_Exercise_:
Quote the forum thread below word for word, from "The naysayers (as" to "to be armed.".

_Document text_:
▶
And naysayers keep piping up about how Iraqis just aren't able to grasp the concept of democratic forms of government!
Ph33rdom
23-08-2005, 15:47
Canada City']And naysayers keep piping up about how Iraqis just aren't able to grasp the concept of democratic forms of government!

The naysayers (as you called them) that say the Iraqi's aren't 'qualified' or good enough to have their own democracy are just bigots. They deny it of course, but they think the Arabs and Kurds in Iraq aren't 'smart' enough or something. Pure racism.
Sheer Stupidity
23-08-2005, 15:50
I dated an Iraqi girl in high school. She was pretty smart. Very pretty too. :cool:
Enethie
23-08-2005, 15:52
Canada City']And naysayers keep piping up about how Iraqis just aren't able to grasp the concept of democratic forms of government!

A lot of them do. It's just that the ones who don't happen to be armed.

http://photos1.blogger.com/blogger/6272/487/400/coffin.jpg
Zizzopia
23-08-2005, 16:01
aww! thats so special! good job iraqi town!!

i still think that as a whole, we should have just let them do their thing. but hey, they seem to like it, or so the article implies. hopefully thats true.

jen
Demented Hamsters
23-08-2005, 16:11
Canada City']And naysayers keep piping up about how Iraqis just aren't able to grasp the concept of democratic forms of government!
◀
_Source material_:
▶
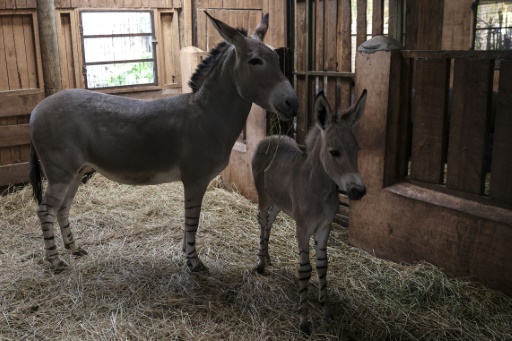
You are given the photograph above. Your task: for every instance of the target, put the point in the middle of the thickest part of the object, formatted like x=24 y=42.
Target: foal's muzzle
x=356 y=192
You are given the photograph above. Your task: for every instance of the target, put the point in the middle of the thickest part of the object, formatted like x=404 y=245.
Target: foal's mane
x=197 y=79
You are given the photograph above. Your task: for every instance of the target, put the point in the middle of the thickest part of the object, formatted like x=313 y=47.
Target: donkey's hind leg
x=63 y=218
x=267 y=214
x=47 y=211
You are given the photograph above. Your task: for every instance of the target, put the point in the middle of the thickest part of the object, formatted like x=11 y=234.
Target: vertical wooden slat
x=301 y=65
x=28 y=32
x=501 y=168
x=469 y=124
x=10 y=53
x=431 y=80
x=4 y=79
x=345 y=48
x=362 y=25
x=395 y=23
x=378 y=18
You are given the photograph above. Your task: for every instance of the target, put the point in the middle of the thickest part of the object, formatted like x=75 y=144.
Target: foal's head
x=256 y=72
x=339 y=150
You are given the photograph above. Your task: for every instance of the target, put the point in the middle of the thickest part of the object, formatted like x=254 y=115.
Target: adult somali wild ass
x=304 y=186
x=184 y=138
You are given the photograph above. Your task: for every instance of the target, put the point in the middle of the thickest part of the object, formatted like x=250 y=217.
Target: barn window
x=118 y=48
x=493 y=26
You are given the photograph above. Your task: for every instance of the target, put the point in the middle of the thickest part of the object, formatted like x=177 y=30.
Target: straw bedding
x=133 y=284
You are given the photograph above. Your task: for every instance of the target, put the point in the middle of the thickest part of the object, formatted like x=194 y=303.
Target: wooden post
x=49 y=46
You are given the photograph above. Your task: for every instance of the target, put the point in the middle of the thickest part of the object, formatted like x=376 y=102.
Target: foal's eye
x=334 y=153
x=255 y=61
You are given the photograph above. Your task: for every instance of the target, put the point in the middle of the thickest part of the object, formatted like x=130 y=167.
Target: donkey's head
x=257 y=75
x=339 y=150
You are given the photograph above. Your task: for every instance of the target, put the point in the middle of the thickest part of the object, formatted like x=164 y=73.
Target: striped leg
x=266 y=218
x=63 y=219
x=47 y=211
x=193 y=200
x=321 y=236
x=304 y=276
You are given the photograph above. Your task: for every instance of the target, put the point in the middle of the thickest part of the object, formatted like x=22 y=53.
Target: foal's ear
x=227 y=32
x=261 y=29
x=322 y=111
x=354 y=113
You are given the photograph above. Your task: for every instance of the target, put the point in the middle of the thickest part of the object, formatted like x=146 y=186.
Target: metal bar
x=325 y=74
x=506 y=55
x=126 y=61
x=119 y=35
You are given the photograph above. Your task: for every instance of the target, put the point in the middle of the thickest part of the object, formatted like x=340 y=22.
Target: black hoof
x=305 y=328
x=199 y=269
x=80 y=253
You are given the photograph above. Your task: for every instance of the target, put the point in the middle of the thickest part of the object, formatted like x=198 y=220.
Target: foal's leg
x=321 y=236
x=266 y=217
x=193 y=199
x=303 y=237
x=63 y=218
x=47 y=211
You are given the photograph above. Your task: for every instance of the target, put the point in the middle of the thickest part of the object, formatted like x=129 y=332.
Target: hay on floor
x=133 y=284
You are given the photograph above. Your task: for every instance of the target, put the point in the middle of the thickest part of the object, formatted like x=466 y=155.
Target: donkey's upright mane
x=209 y=62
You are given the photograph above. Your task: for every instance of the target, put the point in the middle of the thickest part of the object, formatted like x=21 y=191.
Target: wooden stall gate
x=437 y=162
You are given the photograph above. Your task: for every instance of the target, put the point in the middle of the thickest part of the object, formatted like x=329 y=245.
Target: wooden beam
x=49 y=47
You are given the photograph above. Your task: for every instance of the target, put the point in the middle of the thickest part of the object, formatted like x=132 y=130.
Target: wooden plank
x=501 y=168
x=378 y=18
x=21 y=51
x=14 y=135
x=215 y=4
x=10 y=53
x=431 y=78
x=345 y=51
x=14 y=105
x=396 y=17
x=28 y=32
x=14 y=174
x=472 y=89
x=318 y=34
x=4 y=79
x=411 y=24
x=362 y=25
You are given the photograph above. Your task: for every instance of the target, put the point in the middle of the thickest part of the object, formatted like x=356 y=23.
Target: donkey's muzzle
x=285 y=101
x=356 y=192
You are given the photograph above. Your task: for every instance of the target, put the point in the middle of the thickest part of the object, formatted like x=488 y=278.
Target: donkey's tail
x=35 y=175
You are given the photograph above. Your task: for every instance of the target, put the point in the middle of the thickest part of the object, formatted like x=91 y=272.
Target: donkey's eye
x=255 y=61
x=334 y=153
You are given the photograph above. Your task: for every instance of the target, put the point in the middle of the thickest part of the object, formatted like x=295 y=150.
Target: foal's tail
x=35 y=175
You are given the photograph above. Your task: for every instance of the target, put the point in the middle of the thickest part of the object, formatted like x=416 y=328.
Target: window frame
x=154 y=57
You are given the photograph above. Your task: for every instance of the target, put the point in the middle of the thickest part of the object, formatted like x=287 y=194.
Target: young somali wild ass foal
x=184 y=138
x=303 y=185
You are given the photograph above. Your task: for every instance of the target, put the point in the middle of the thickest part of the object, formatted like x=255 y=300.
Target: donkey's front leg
x=321 y=236
x=193 y=199
x=304 y=276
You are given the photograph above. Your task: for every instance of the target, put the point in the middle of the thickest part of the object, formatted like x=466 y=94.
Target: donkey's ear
x=227 y=32
x=261 y=29
x=354 y=113
x=322 y=111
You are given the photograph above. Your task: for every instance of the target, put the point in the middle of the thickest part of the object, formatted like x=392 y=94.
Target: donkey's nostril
x=357 y=192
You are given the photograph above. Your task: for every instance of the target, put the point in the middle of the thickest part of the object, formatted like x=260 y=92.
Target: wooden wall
x=240 y=14
x=21 y=71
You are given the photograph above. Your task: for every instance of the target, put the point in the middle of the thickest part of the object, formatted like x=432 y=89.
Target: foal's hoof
x=79 y=252
x=58 y=265
x=305 y=327
x=198 y=269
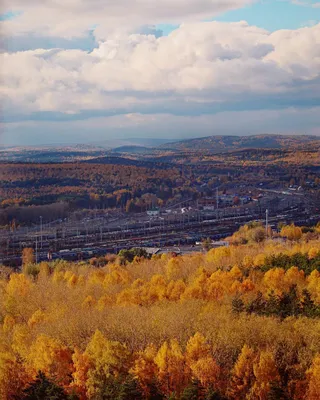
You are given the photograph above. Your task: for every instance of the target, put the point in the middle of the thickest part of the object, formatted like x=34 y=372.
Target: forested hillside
x=238 y=322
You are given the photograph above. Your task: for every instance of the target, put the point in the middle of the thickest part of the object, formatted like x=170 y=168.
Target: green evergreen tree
x=44 y=389
x=130 y=390
x=192 y=392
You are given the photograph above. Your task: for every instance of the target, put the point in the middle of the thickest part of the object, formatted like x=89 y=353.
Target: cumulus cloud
x=199 y=66
x=73 y=18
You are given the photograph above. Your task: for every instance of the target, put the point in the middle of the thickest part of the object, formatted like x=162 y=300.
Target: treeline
x=215 y=325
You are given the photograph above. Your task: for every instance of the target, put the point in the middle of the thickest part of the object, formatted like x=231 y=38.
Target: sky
x=79 y=71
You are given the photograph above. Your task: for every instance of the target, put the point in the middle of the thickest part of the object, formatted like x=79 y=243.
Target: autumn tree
x=242 y=377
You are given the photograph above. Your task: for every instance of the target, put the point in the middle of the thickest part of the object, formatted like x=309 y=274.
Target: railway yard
x=105 y=232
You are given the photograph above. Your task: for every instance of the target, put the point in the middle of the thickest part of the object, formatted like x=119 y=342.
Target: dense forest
x=237 y=322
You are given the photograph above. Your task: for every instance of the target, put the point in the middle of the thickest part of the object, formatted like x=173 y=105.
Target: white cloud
x=73 y=18
x=306 y=3
x=205 y=62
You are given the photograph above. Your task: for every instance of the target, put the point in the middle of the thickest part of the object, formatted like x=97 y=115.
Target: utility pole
x=40 y=231
x=36 y=249
x=267 y=220
x=217 y=198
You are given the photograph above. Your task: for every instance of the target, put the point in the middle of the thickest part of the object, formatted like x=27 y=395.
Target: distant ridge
x=131 y=149
x=219 y=143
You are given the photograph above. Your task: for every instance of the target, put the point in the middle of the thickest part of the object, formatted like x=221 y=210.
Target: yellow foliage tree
x=266 y=373
x=172 y=373
x=242 y=374
x=313 y=391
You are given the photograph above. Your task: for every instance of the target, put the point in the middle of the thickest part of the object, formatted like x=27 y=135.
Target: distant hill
x=131 y=149
x=218 y=144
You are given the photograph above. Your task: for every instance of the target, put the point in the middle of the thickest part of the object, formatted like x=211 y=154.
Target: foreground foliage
x=239 y=322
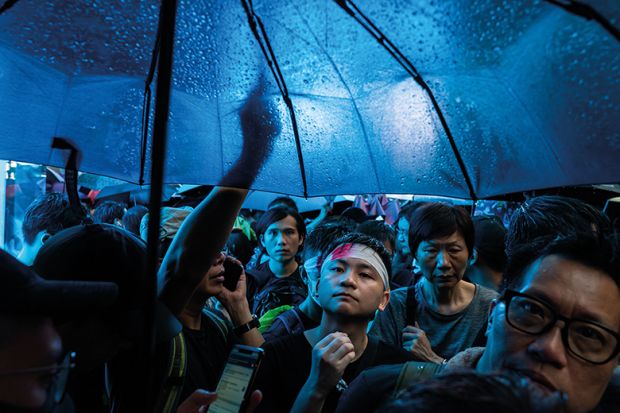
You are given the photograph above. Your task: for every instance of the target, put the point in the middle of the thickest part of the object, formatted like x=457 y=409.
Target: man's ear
x=474 y=258
x=44 y=237
x=385 y=299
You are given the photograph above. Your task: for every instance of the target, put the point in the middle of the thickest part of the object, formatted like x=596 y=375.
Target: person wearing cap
x=442 y=314
x=33 y=364
x=307 y=371
x=117 y=365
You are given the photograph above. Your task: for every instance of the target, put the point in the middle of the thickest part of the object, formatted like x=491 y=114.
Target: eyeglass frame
x=507 y=297
x=66 y=365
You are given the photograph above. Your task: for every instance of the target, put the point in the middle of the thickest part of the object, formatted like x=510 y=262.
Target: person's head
x=552 y=214
x=473 y=392
x=283 y=202
x=109 y=212
x=317 y=246
x=441 y=238
x=133 y=217
x=99 y=252
x=45 y=216
x=31 y=376
x=558 y=320
x=489 y=258
x=355 y=278
x=380 y=231
x=281 y=232
x=402 y=227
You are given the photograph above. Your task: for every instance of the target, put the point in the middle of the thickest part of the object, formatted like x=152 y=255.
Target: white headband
x=363 y=252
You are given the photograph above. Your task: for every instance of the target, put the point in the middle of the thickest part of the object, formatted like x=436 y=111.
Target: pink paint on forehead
x=341 y=251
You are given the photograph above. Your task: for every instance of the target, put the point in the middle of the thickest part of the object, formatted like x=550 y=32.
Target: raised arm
x=204 y=233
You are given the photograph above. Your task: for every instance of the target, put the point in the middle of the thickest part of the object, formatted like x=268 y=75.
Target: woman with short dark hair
x=442 y=314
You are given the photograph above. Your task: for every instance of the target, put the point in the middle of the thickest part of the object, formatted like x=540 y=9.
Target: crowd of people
x=441 y=312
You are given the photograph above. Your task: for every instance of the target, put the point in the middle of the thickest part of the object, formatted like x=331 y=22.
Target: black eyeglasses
x=59 y=372
x=586 y=340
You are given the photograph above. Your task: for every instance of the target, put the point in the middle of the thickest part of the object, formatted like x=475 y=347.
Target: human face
x=282 y=240
x=402 y=237
x=351 y=287
x=213 y=281
x=35 y=344
x=575 y=291
x=443 y=261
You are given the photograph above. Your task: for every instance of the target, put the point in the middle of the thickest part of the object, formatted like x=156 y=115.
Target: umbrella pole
x=167 y=19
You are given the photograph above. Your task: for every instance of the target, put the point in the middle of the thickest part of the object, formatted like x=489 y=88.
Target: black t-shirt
x=207 y=353
x=262 y=278
x=287 y=364
x=293 y=321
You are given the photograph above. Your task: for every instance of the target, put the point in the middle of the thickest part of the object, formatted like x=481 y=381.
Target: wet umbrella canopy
x=529 y=92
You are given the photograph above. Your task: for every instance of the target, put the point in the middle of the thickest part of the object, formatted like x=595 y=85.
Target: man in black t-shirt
x=307 y=372
x=308 y=314
x=277 y=282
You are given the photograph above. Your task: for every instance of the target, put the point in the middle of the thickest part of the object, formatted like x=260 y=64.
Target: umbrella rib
x=346 y=86
x=587 y=12
x=352 y=10
x=146 y=105
x=263 y=40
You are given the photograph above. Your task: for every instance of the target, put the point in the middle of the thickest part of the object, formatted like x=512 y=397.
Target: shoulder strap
x=219 y=323
x=414 y=372
x=175 y=374
x=411 y=306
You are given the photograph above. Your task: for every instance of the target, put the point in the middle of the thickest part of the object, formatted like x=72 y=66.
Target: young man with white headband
x=307 y=372
x=308 y=314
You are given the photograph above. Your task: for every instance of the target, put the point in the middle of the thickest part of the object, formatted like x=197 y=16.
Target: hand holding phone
x=234 y=388
x=232 y=273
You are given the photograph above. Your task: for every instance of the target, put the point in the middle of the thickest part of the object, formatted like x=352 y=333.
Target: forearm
x=201 y=237
x=308 y=400
x=240 y=314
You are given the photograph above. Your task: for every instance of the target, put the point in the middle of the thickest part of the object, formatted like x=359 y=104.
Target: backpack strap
x=176 y=369
x=411 y=306
x=219 y=323
x=414 y=372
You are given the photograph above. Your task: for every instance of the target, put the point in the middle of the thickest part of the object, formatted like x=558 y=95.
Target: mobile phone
x=232 y=272
x=235 y=385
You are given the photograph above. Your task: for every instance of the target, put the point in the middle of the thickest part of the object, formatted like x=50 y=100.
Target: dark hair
x=321 y=238
x=553 y=215
x=108 y=211
x=276 y=214
x=50 y=213
x=357 y=238
x=408 y=210
x=465 y=392
x=283 y=201
x=586 y=248
x=239 y=246
x=438 y=220
x=490 y=238
x=133 y=217
x=379 y=230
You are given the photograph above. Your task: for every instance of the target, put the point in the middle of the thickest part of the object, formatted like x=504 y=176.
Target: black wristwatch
x=244 y=328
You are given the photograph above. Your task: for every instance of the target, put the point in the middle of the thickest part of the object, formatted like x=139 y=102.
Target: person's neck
x=282 y=269
x=355 y=329
x=444 y=300
x=191 y=316
x=311 y=309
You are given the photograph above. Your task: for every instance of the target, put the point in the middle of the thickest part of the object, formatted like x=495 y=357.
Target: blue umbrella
x=529 y=92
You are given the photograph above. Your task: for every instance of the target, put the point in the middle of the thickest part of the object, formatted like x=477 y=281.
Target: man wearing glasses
x=33 y=368
x=557 y=324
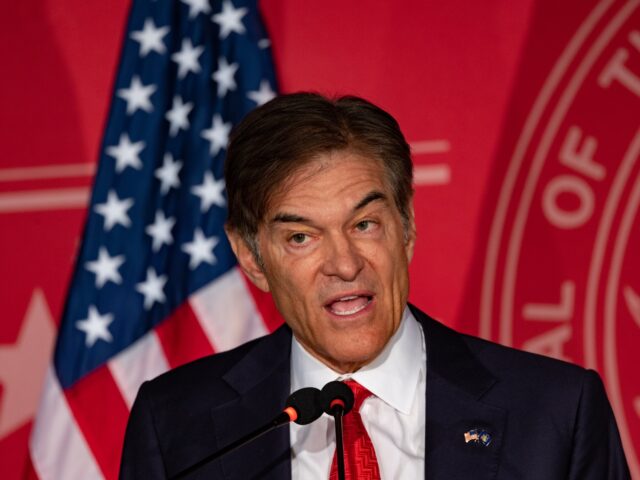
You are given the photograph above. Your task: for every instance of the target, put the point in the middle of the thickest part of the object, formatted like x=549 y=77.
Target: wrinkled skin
x=335 y=257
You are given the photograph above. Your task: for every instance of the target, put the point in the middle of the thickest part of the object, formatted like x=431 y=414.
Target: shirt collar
x=392 y=376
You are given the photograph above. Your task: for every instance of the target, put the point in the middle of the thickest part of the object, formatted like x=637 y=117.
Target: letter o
x=572 y=185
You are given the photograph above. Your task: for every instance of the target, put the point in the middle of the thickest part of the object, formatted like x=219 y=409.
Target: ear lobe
x=247 y=260
x=411 y=234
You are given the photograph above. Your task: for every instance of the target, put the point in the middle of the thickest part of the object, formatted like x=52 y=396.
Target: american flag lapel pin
x=478 y=436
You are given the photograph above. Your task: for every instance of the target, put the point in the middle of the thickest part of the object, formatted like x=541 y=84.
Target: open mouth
x=349 y=304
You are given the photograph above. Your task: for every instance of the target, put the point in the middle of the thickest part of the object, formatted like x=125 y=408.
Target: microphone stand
x=280 y=420
x=337 y=415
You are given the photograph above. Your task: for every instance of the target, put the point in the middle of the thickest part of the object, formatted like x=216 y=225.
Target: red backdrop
x=523 y=117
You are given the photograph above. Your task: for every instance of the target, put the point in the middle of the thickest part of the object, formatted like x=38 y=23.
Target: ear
x=410 y=240
x=247 y=260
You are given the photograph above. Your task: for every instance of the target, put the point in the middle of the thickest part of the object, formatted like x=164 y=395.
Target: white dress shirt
x=394 y=416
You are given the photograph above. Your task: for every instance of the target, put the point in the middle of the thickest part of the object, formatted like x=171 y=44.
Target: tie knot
x=360 y=394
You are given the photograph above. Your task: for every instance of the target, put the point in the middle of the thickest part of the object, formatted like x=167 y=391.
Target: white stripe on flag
x=142 y=361
x=58 y=449
x=227 y=313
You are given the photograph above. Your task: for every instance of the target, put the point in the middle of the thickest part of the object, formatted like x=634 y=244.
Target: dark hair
x=276 y=139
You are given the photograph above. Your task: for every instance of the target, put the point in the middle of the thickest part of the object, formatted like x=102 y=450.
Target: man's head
x=320 y=215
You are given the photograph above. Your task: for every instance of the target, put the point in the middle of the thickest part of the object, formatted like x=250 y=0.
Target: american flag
x=155 y=283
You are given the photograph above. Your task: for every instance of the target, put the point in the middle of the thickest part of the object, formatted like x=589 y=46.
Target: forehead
x=329 y=180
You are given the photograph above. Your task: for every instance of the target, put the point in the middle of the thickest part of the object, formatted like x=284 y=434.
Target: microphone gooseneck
x=337 y=399
x=302 y=407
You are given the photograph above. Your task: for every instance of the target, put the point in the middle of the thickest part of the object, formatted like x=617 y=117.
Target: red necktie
x=360 y=462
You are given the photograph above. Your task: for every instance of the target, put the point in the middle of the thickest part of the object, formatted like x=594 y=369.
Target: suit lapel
x=456 y=383
x=262 y=381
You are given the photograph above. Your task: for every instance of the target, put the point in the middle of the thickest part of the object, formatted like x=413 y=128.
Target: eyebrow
x=370 y=197
x=293 y=218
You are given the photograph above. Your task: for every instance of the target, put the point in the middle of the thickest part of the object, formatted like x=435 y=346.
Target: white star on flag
x=218 y=134
x=178 y=115
x=168 y=173
x=197 y=6
x=150 y=38
x=151 y=288
x=114 y=211
x=200 y=249
x=126 y=153
x=106 y=268
x=160 y=230
x=263 y=94
x=230 y=19
x=187 y=58
x=224 y=76
x=95 y=326
x=137 y=96
x=210 y=192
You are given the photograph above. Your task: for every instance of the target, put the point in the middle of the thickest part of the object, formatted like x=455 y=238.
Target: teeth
x=351 y=311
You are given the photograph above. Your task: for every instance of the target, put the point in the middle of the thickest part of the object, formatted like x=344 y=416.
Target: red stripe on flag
x=102 y=414
x=182 y=337
x=29 y=472
x=265 y=305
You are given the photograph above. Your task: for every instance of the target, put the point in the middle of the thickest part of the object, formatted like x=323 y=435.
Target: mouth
x=348 y=305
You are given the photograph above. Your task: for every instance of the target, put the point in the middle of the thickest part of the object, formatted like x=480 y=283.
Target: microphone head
x=306 y=404
x=336 y=393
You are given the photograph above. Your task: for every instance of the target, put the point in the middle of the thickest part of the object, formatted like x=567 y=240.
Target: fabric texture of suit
x=547 y=419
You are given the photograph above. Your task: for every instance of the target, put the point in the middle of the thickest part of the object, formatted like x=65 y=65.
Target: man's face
x=335 y=257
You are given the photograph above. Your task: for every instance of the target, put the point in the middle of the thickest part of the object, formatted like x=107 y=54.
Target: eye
x=364 y=225
x=299 y=238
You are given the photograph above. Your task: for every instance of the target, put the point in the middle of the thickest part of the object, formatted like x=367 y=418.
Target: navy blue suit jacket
x=548 y=419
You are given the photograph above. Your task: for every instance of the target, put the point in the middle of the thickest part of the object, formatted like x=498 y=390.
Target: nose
◀
_Reply_:
The naysayers (as you called them) that say the Iraqi's aren't 'qualified' or good enough to have their own democracy are just bigots. They deny it of course, but they think the Arabs and Kurds in Iraq aren't 'smart' enough or something. Pure racism.
Sheer Stupidity
23-08-2005, 15:50
I dated an Iraqi girl in high school. She was pretty smart. Very pretty too. :cool:
Enethie
23-08-2005, 15:52
Canada City']And naysayers keep piping up about how Iraqis just aren't able to grasp the concept of democratic forms of government!

A lot of them do. It's just that the ones who don't happen to be armed.